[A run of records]
▬▬▬▬▬▬▬▬▬▬

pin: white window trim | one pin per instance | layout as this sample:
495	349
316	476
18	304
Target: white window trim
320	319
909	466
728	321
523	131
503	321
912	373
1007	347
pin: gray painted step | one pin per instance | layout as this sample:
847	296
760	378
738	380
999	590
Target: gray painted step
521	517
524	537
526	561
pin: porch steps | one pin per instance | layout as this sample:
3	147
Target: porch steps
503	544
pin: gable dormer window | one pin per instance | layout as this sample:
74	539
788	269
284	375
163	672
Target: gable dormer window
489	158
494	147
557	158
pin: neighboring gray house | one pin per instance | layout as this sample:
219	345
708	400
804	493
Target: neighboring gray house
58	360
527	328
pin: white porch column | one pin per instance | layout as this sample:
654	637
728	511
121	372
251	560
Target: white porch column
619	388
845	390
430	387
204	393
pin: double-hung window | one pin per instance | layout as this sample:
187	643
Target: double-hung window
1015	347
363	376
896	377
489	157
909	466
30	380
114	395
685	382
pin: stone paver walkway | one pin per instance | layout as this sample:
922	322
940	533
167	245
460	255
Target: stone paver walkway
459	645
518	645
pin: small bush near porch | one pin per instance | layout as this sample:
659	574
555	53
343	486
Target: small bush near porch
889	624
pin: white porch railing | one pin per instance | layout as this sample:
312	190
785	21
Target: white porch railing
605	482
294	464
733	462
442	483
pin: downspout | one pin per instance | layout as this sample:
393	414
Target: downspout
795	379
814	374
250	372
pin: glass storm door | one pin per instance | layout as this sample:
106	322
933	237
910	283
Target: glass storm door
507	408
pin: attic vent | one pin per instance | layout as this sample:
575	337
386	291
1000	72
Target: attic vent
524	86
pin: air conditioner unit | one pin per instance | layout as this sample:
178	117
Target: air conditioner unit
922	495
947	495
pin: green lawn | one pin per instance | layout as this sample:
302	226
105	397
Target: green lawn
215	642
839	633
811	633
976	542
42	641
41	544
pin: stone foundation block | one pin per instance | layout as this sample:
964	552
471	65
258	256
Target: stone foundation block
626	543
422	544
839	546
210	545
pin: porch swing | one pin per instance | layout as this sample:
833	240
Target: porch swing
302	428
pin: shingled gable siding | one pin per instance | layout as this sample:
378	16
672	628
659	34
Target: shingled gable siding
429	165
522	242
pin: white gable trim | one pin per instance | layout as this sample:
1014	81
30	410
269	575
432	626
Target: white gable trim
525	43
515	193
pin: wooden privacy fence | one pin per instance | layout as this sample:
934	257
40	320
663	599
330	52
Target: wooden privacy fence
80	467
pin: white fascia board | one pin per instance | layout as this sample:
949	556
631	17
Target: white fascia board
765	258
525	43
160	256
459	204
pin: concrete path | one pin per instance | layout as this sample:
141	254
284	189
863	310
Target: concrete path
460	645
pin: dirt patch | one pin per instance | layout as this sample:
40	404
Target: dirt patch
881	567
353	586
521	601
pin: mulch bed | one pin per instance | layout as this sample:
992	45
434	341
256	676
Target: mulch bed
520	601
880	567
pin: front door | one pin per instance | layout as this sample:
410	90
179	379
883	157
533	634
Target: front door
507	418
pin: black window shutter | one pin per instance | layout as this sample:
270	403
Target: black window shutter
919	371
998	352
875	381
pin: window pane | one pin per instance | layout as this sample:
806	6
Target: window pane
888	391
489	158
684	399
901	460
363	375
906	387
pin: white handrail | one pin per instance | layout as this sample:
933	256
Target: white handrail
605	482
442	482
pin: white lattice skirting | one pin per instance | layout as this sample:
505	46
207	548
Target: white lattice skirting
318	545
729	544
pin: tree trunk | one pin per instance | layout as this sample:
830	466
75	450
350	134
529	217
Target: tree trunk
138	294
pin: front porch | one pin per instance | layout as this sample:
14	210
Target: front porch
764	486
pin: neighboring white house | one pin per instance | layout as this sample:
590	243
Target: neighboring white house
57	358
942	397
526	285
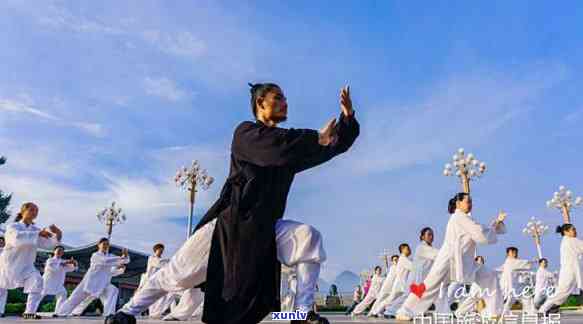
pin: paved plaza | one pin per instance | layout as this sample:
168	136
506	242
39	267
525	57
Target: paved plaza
566	317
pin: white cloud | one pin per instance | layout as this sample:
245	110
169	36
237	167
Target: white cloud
164	88
458	112
25	105
182	43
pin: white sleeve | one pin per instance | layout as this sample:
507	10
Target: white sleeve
117	271
106	260
16	238
578	246
479	233
47	243
52	265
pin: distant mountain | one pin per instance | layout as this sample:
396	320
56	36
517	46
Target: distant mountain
346	281
323	286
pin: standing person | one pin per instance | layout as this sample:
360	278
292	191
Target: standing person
423	259
56	269
455	262
17	269
356	299
97	281
155	263
512	289
373	292
544	283
400	281
570	275
237	247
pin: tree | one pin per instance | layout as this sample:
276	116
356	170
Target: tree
4	200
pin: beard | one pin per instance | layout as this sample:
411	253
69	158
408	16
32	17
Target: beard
279	119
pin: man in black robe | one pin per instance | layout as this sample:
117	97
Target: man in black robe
237	248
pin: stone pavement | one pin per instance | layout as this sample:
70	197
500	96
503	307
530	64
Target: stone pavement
566	318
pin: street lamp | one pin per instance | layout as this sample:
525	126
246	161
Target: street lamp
111	216
466	167
384	255
188	180
536	229
563	200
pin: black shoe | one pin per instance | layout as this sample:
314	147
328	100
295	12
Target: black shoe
120	318
31	316
312	318
553	310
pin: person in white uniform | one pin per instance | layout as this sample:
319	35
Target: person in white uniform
570	275
512	288
155	263
455	263
56	269
423	259
17	269
97	281
78	311
400	281
373	292
544	283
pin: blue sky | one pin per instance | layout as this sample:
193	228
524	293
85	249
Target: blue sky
103	101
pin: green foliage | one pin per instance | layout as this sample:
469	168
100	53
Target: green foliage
48	307
16	296
15	308
573	300
4	200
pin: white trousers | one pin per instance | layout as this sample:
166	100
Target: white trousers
527	301
32	287
565	288
298	245
381	305
367	301
60	298
80	299
161	305
486	287
190	301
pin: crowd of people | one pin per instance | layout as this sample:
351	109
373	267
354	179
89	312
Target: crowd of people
454	280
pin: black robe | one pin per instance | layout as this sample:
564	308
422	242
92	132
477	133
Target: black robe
243	278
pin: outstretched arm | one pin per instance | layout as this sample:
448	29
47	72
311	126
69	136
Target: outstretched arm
345	132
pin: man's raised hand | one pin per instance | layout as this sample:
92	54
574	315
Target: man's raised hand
327	133
346	102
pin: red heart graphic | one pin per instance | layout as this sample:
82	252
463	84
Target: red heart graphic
418	290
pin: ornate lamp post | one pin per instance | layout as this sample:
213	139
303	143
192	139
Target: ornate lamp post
111	216
384	255
536	229
563	201
466	167
364	274
189	180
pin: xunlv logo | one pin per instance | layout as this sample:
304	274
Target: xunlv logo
286	316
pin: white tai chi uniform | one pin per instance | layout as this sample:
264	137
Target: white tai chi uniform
400	284
54	280
570	276
161	305
425	255
96	284
289	292
78	311
511	287
455	263
298	245
371	296
17	263
543	286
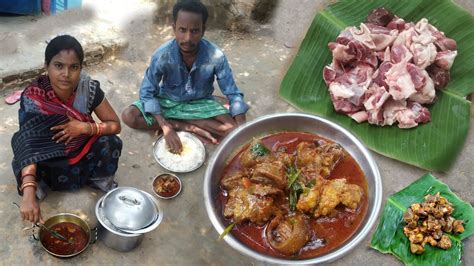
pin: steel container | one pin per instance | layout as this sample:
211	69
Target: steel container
292	122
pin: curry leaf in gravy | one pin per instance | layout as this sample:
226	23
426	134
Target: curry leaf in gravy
389	237
259	150
226	231
292	175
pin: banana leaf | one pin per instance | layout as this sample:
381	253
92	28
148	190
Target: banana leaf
432	146
389	237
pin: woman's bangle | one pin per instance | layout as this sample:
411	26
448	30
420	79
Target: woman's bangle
25	175
90	129
100	129
28	184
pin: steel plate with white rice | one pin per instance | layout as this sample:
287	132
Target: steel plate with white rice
190	159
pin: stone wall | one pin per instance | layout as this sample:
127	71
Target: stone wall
238	15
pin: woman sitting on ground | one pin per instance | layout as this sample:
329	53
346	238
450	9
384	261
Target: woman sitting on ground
58	145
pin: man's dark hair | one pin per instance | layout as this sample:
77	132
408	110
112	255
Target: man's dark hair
63	42
194	6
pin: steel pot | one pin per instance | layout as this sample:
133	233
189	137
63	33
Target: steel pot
118	239
72	218
292	122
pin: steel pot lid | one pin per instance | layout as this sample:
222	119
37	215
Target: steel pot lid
129	208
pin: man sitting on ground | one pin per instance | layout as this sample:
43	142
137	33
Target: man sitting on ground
176	91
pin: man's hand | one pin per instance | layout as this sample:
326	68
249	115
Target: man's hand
172	139
240	119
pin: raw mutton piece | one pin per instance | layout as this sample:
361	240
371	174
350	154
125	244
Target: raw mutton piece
385	70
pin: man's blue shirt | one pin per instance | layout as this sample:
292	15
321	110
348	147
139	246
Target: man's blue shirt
168	77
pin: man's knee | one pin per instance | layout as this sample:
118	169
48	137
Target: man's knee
129	116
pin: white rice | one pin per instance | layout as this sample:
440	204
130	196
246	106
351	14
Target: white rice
189	159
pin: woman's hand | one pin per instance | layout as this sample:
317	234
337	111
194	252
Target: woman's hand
70	130
29	208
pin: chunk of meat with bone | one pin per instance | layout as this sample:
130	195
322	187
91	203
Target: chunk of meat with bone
288	234
232	181
393	55
255	204
337	191
380	17
382	36
326	195
445	59
314	160
254	154
270	173
440	76
309	200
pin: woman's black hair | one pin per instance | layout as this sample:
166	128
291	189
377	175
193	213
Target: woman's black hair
194	6
63	42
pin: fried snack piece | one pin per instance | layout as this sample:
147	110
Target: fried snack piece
426	223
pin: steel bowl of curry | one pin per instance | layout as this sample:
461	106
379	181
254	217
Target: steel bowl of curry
292	189
73	228
167	186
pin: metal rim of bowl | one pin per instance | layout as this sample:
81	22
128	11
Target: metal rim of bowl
72	218
170	174
194	138
332	255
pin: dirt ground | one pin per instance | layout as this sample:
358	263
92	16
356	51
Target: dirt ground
259	60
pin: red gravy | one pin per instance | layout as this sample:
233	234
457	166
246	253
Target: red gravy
166	186
71	231
330	233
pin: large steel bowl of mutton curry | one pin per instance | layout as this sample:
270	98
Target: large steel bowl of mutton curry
292	189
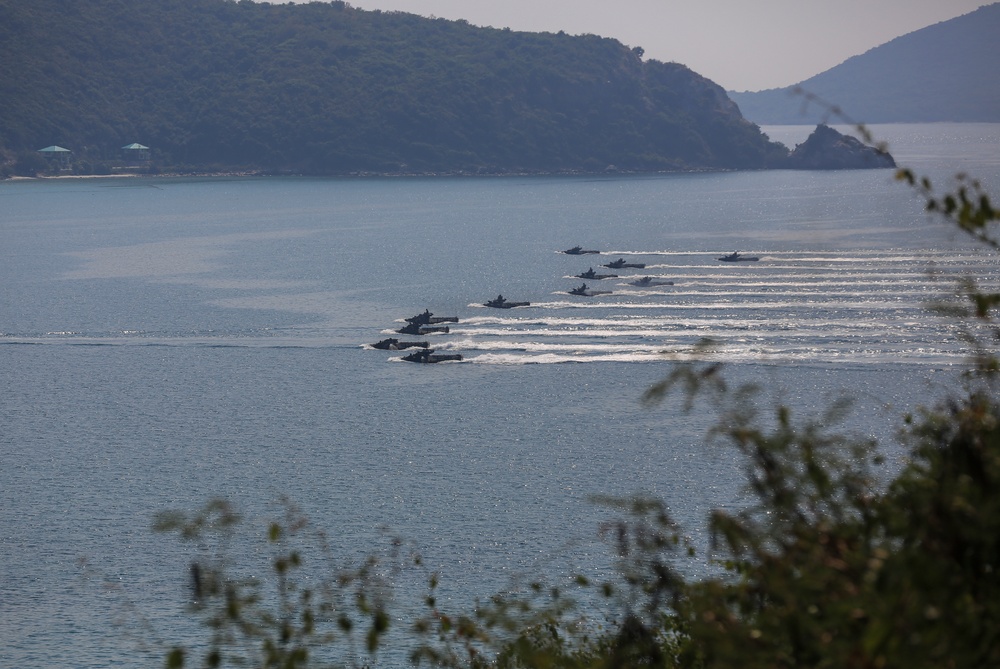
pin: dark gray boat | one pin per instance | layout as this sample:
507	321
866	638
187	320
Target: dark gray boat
427	355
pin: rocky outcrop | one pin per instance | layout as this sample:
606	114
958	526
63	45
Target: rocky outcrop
827	149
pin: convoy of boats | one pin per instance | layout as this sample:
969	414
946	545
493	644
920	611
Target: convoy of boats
426	323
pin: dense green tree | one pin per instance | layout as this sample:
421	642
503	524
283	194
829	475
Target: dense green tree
327	88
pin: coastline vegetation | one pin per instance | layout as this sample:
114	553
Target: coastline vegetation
218	86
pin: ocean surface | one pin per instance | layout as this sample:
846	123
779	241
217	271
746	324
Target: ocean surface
166	341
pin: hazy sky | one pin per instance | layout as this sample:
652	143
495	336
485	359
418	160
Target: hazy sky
739	44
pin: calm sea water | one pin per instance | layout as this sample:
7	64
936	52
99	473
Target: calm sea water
166	341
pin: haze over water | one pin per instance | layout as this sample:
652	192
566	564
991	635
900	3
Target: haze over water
166	341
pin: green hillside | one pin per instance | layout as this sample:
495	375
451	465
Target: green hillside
945	72
324	88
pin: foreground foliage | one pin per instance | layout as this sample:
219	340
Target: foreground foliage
828	565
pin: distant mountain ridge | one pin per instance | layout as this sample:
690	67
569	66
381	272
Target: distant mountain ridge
324	88
945	72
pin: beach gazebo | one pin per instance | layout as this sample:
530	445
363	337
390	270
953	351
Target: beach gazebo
135	153
56	154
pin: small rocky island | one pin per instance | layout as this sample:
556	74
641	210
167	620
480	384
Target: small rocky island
828	149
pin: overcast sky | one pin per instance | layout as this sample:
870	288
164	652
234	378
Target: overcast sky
739	44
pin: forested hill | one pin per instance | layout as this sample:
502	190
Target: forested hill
327	88
945	72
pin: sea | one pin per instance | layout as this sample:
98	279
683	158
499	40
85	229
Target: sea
166	341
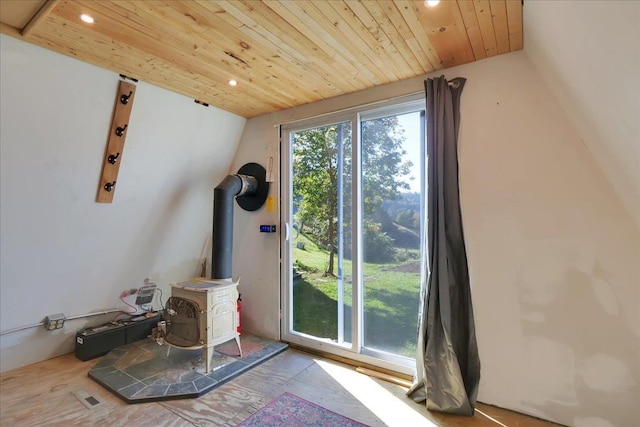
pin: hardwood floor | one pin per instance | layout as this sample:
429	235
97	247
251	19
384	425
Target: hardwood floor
44	394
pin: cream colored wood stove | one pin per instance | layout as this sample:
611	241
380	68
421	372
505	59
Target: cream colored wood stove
216	300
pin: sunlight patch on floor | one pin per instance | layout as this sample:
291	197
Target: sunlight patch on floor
382	403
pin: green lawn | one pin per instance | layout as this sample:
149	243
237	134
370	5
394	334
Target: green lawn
391	295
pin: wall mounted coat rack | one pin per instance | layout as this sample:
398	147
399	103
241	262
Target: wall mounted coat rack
115	145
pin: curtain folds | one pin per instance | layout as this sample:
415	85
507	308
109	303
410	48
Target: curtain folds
448	366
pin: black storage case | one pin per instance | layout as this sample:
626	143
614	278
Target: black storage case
92	343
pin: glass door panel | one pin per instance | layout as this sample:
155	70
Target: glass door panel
321	240
391	220
353	197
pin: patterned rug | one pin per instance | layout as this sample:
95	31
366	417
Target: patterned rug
289	410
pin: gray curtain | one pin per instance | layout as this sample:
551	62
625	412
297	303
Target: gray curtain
448	366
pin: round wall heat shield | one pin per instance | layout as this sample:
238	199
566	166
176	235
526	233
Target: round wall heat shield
255	201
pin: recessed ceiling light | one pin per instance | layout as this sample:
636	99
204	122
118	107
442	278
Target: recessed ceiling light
87	18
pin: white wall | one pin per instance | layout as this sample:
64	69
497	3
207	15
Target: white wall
60	250
588	53
553	253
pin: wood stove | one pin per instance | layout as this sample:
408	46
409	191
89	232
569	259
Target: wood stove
201	313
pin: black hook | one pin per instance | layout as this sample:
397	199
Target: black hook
120	131
113	159
125	98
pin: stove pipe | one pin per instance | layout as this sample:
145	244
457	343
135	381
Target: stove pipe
223	197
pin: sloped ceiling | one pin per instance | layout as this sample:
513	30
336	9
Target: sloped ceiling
588	52
281	53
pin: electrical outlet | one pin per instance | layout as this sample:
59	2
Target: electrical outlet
54	321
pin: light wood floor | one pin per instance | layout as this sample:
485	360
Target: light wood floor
43	394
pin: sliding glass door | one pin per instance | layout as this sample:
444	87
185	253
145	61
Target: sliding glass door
352	200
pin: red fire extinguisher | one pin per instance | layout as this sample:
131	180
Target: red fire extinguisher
239	303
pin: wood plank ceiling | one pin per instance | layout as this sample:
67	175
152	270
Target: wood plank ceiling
281	53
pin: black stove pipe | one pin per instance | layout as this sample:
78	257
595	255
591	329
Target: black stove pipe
223	197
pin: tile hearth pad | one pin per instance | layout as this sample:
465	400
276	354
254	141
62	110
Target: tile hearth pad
144	371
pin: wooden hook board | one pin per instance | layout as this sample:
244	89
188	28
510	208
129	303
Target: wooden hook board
115	145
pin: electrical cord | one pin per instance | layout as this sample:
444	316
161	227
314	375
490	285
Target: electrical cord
135	309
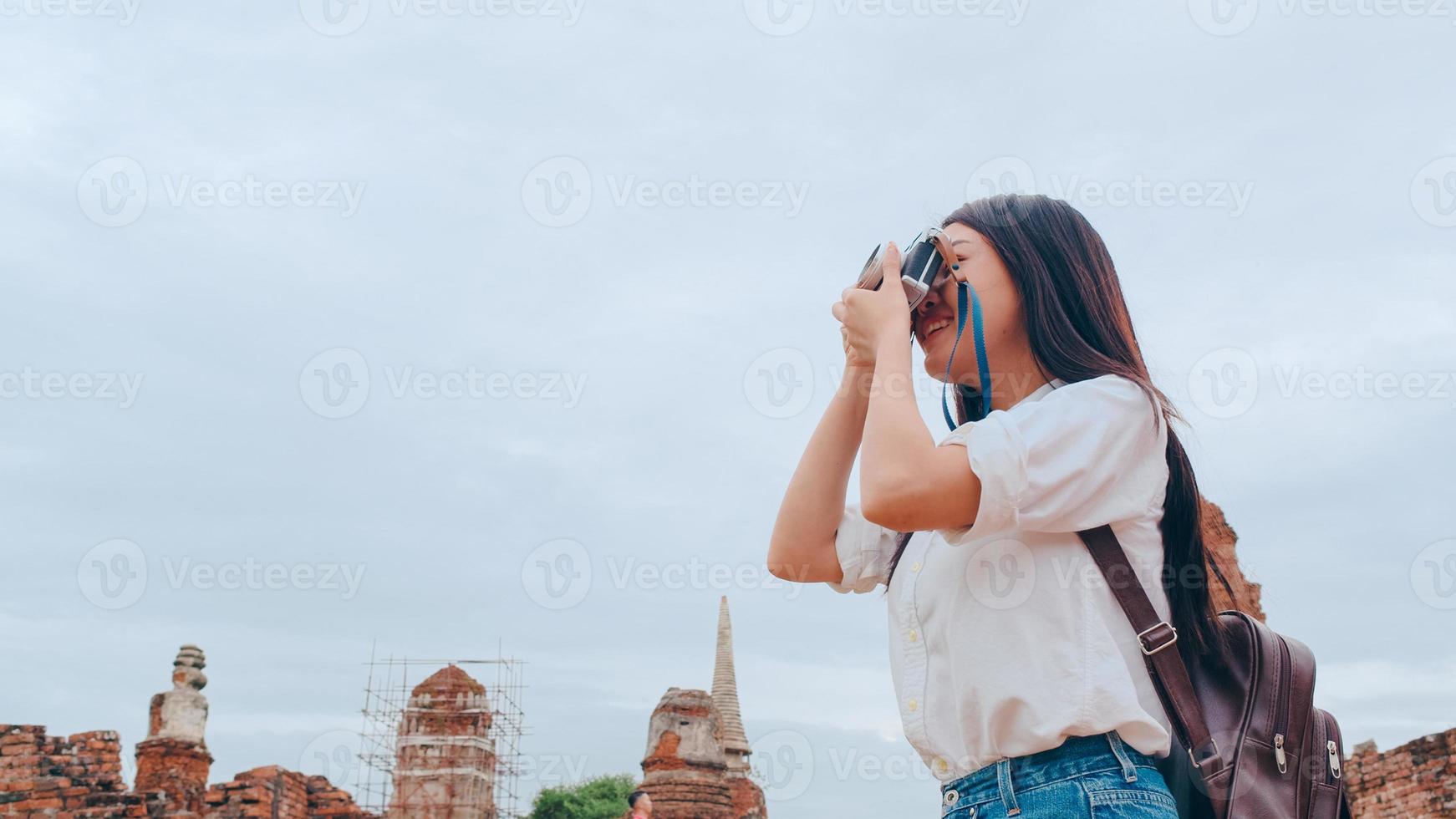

▬▬▬▬▬▬▬▬▬▬

» SHORT TASK
Please count the lines of the items above that contain the word "robe" and give only that number.

» SOLUTION TO THE EXERCISE
4